Recorded data
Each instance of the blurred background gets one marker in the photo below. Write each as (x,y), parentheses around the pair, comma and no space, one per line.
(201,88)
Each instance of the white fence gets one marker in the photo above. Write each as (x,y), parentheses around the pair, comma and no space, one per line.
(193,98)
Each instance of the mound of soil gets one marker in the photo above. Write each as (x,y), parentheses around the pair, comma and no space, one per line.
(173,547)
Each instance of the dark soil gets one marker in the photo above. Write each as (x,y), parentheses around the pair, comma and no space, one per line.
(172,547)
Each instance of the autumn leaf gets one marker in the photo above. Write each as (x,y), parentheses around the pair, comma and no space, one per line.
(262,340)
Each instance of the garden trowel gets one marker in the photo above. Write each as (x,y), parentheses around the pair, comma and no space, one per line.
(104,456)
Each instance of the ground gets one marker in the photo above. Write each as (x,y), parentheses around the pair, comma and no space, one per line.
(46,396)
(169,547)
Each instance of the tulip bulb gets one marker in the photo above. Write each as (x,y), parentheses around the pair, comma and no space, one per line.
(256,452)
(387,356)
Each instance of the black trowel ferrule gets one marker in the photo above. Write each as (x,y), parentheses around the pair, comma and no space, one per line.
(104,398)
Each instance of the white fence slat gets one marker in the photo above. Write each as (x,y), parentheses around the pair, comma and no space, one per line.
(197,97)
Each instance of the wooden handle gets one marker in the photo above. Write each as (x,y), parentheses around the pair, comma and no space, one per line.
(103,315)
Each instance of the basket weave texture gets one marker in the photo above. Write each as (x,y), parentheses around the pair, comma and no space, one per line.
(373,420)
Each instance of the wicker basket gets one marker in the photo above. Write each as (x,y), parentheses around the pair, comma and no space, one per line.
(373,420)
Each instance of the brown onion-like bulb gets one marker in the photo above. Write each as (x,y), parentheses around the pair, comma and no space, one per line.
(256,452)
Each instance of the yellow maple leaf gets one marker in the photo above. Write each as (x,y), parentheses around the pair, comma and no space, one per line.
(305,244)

### Aim of the exercise:
Restate every record exactly, leaving nothing out.

### Result of this task:
Each instance of the blurred background gets one marker in the photo below. Write each as (x,y), parentheses around the pair, comma and no space, one per line.
(201,88)
Each instance of the white fence gets one marker in the photo above. Write each as (x,y), parentheses around the pair, comma and no space, one per line.
(193,98)
Each instance of the mound of soil gets one marker in the photo above. Write each as (x,y), parentheses around the pair, comma and no space, one per line.
(173,547)
Each instance of the dark soil gets one marker in the photo above. Write each as (x,y), parentheses around the pair, comma and no space, one per line.
(172,547)
Each instance of the autumn leaf gets one marker in the photo above. Write each as (x,y), parentheses around the pair, comma and no space, one per line.
(262,340)
Each instance of the garden trowel gets one marker in the photo above. Write each as (x,y), parentheses around the pair, comma and no space, one per line.
(104,456)
Each instance of the ground gets one marker in the photo above. Write each as (x,y), parentheses around the pair, comma and no space, one per line.
(46,396)
(169,547)
Each instance of the tulip bulb gets one marker in the photo above. Write each as (x,y), parentheses around the pair, comma and no space, one per line.
(256,452)
(387,356)
Each instance of the black trowel ferrule gets one marker in the photo above. Write each as (x,y), parentheses around the pair, comma and no space, one per line.
(104,398)
Each instance of the white fence slat gets one marker in the photo above. Write each as (x,y), parentheses around the pair, comma and no space, one per line.
(197,97)
Each instance of the wooden handle gets one marker in the photo above. Write each as (x,y), parentheses around the pair, comma and no space, one per line.
(103,315)
Each instance of the basket weave texture gets one marker in the photo above. Write each as (x,y), parentheses around the pair, comma and no space, one per line.
(373,420)
Each instance of the wicker basket gets one marker in the photo above. Write each as (x,y), parentheses around the pair, comma and no space, one per line.
(373,420)
Each instance of the brown onion-like bulb gets one marker in the photo above. Write each as (x,y), parentheses around the pair, comma and no space, one per line.
(256,452)
Each instance of the yellow maple leaf gets one marker in the photo above. Write each as (x,y), parentheses around the pair, comma and no space, one per line.
(305,244)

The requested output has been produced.